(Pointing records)
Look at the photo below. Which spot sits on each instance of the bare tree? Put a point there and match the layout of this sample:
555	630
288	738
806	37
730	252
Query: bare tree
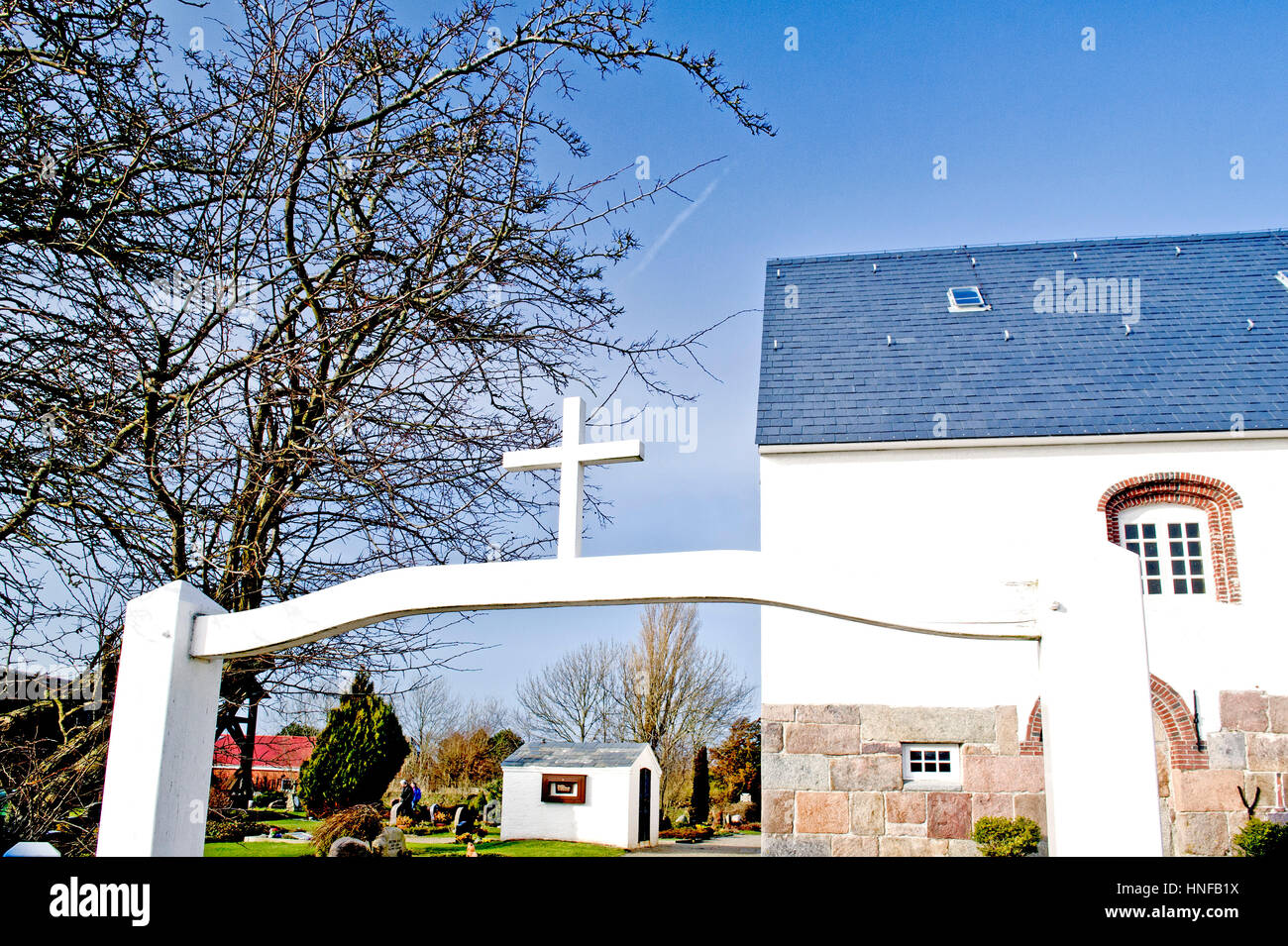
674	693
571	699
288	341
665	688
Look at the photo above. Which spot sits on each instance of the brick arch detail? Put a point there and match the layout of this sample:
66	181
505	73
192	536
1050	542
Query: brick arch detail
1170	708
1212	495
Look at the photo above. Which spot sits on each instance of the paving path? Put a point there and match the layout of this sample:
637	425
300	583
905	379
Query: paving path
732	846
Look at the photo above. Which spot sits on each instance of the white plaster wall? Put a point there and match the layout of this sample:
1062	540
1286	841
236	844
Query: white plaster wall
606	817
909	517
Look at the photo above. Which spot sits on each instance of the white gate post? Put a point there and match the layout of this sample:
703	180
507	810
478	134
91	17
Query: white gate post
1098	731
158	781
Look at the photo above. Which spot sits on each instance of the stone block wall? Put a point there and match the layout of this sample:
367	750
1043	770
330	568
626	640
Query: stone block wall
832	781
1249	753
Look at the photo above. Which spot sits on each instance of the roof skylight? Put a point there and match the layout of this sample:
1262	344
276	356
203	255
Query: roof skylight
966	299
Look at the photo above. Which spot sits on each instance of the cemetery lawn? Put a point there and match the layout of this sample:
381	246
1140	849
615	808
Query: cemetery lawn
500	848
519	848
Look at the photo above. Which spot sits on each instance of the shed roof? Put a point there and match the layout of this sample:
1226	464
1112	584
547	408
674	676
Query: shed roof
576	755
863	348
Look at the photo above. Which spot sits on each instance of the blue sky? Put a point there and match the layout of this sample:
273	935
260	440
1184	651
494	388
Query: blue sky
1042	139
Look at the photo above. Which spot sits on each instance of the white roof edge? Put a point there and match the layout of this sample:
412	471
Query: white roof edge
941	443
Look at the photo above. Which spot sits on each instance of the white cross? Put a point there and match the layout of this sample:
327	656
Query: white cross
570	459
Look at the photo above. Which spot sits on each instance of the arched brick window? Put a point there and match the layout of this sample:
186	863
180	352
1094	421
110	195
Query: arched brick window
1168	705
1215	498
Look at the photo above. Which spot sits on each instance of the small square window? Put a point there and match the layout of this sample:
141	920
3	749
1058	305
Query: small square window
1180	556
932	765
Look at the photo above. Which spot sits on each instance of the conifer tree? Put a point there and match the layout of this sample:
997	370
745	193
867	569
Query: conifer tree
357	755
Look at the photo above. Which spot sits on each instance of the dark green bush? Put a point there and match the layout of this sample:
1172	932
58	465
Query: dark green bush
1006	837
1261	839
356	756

Objective.
Repeat the records above exactly, leaving out any pictures they contain.

Finished task.
Look at the photo below. Which spot sits on each instance of the bare tree? Put a point there and match the layout of this sample:
555	630
288	738
806	37
730	252
Query: bare tree
674	693
571	699
288	341
665	688
Look at the photo above. Which spot sits on each instance of the brick arch detail? Put a point there and match the layout of this sample:
66	181
505	73
192	536
1050	542
Query: brick arch detail
1170	708
1212	495
Look at the photo above. Which spot sits on each instance of the paving path? Put a point there and match the layout of this sample:
637	425
300	583
905	379
Query: paving path
732	846
Look at the photo above. Which spot sits on each instance of the white plaster wall? Put a point there and match the layout of this sample:
1062	540
1286	841
236	844
Query: white plaster wall
606	817
909	517
Look at the photo above. Which spot sits on each instance of the white gate post? Put a point there and match the layout of this sample:
703	180
507	810
478	134
91	17
Query: white gate post
1098	731
158	781
Look at the photo above. Which spot sits on each instance of the stone block wall? Put a point there and match the layout of this sample:
367	750
1043	770
330	568
626	640
Query: stone block wall
832	781
1249	753
Look at the photo above. Which spot sits on each instance of the roof skylight? Put a point there and match the layout of this sample:
1262	344
276	356
203	255
Query: roof skylight
966	299
Look at the photo above. Which spot sits on each instance of the cemetery lawn? Put a point there and match the layout of this sample:
381	246
1140	849
615	808
Query: cemetery lawn
500	848
519	848
Look at the photo above. Which spot sits on each instance of the shed roof? Put a point there and match the layout of this sample:
1226	464
1112	584
547	408
674	676
Query: shed roof
576	755
863	348
Look at the photo above. Which spot sits on each instance of the blue sky? Put a point there and match the layout of this sample:
273	935
260	440
1184	651
494	388
Query: blue sky
1042	139
Look at the photo above. Which spot sits on each instance of the white roof edge? Put a point there and match the layout of this sample:
412	471
Query: white roof edge
941	443
Look at the photo above. Which spot sits on each instance of the white cross? Put a point there and match the layout of this sample:
327	656
Query: white cross
570	459
Look at the photo above. Which spot sits on each instance of the arched brick window? Put a point there and match the layout of this sample:
186	863
180	352
1094	421
110	195
Query: arched brick window
1168	705
1215	498
Look at the photo above. Which spot sits on each instance of the small square window? Put a point there and match the layout of this sample:
141	920
3	749
1058	305
Query: small square window
1180	556
932	765
Look at the photo above. Which spot sits on each instance of the conifer tree? Put a point there and match the layout of this sample:
997	370
745	193
867	569
Query: conifer tree
357	755
Look at the photo above. Which spot sits on each instance of the dark green bush? Put a point there and match the layout of this sample:
1172	932
58	465
Query: dark green bush
1006	837
1261	839
356	756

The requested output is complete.